Extrait du texte:
Dès Le Manifeste communiste, Marx et Engels expliquent que le prolétariat doit prendre le pouvoir politique, afin de s’ériger en classe dominante. Et, à la lumière de la Commune de Paris, Marx insiste sur le fait que la mise en place d’une démocratie similaire à celle des communards insurgés suppose de briser l’appareil bureaucratique de l’État. Il s’intéresse donc à la lutte politique, tout en étant vigilant quant aux nouvelles formes d’invention démocratique.

Mais il le fait, pour reprendre la formule de Daniel Bensaïd, dans le cadre d’un certain « déterminisme sociologique ». Le développement industriel et la croissance de la classe ouvrière, en nombre et en conscience, portent un mouvement historique dont la dynamique réglera d’elle-même l’accès du prolétariat au pouvoir politique. À la fin du siècle cette problématique va s’amplifier, selon une logique gradualiste, avec le développement de la IIe Internationale, ses partis de masse (notamment en Allemagne) et l’évolution vers le suffrage universel. Des courants critiques (Rosa Luxemburg, le jeune Trotski) se méfient de ce qu’ils estiment être un opportunisme, sans pour autant remettre en cause ce « déterminisme sociologique », ils mettent l’accent sur l’autodéveloppement du prolétariat en force et en conscience à travers les mobilisations de masse (notamment la grève générale).

La politique du prolétariat (et la politique tout court) est donc, d’une part, prise dans une temporalité linéaire, et, d’autre part, elle apparaît comme un simple prolongement organique du mouvement économique. La politique est un simple accompagnement du mouvement historique dont il s’agit simplement de prendre conscience.

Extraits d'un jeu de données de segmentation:

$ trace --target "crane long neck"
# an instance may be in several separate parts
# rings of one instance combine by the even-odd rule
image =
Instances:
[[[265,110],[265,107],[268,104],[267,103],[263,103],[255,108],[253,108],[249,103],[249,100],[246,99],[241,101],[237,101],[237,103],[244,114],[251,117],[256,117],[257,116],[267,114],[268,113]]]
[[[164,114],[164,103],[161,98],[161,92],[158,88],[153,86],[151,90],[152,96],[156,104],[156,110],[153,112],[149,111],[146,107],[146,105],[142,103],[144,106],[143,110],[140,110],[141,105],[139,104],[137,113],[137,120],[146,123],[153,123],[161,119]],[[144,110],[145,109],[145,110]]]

Énoncé de l'exercice:
Recopiez intégralement, sans rien modifier, le texte sur Marx et la politique du prolétariat.

Corrigé de l'exercice:
Dès Le Manifeste communiste, Marx et Engels expliquent que le prolétariat doit prendre le pouvoir politique, afin de s’ériger en classe dominante. Et, à la lumière de la Commune de Paris, Marx insiste sur le fait que la mise en place d’une démocratie similaire à celle des communards insurgés suppose de briser l’appareil bureaucratique de l’État. Il s’intéresse donc à la lutte politique, tout en étant vigilant quant aux nouvelles formes d’invention démocratique.

Mais il le fait, pour reprendre la formule de Daniel Bensaïd, dans le cadre d’un certain « déterminisme sociologique ». Le développement industriel et la croissance de la classe ouvrière, en nombre et en conscience, portent un mouvement historique dont la dynamique réglera d’elle-même l’accès du prolétariat au pouvoir politique. À la fin du siècle cette problématique va s’amplifier, selon une logique gradualiste, avec le développement de la IIe Internationale, ses partis de masse (notamment en Allemagne) et l’évolution vers le suffrage universel. Des courants critiques (Rosa Luxemburg, le jeune Trotski) se méfient de ce qu’ils estiment être un opportunisme, sans pour autant remettre en cause ce « déterminisme sociologique », ils mettent l’accent sur l’autodéveloppement du prolétariat en force et en conscience à travers les mobilisations de masse (notamment la grève générale).

La politique du prolétariat (et la politique tout court) est donc, d’une part, prise dans une temporalité linéaire, et, d’autre part, elle apparaît comme un simple prolongement organique du mouvement économique. La politique est un simple accompagnement du mouvement historique dont il s’agit simplement de prendre conscience.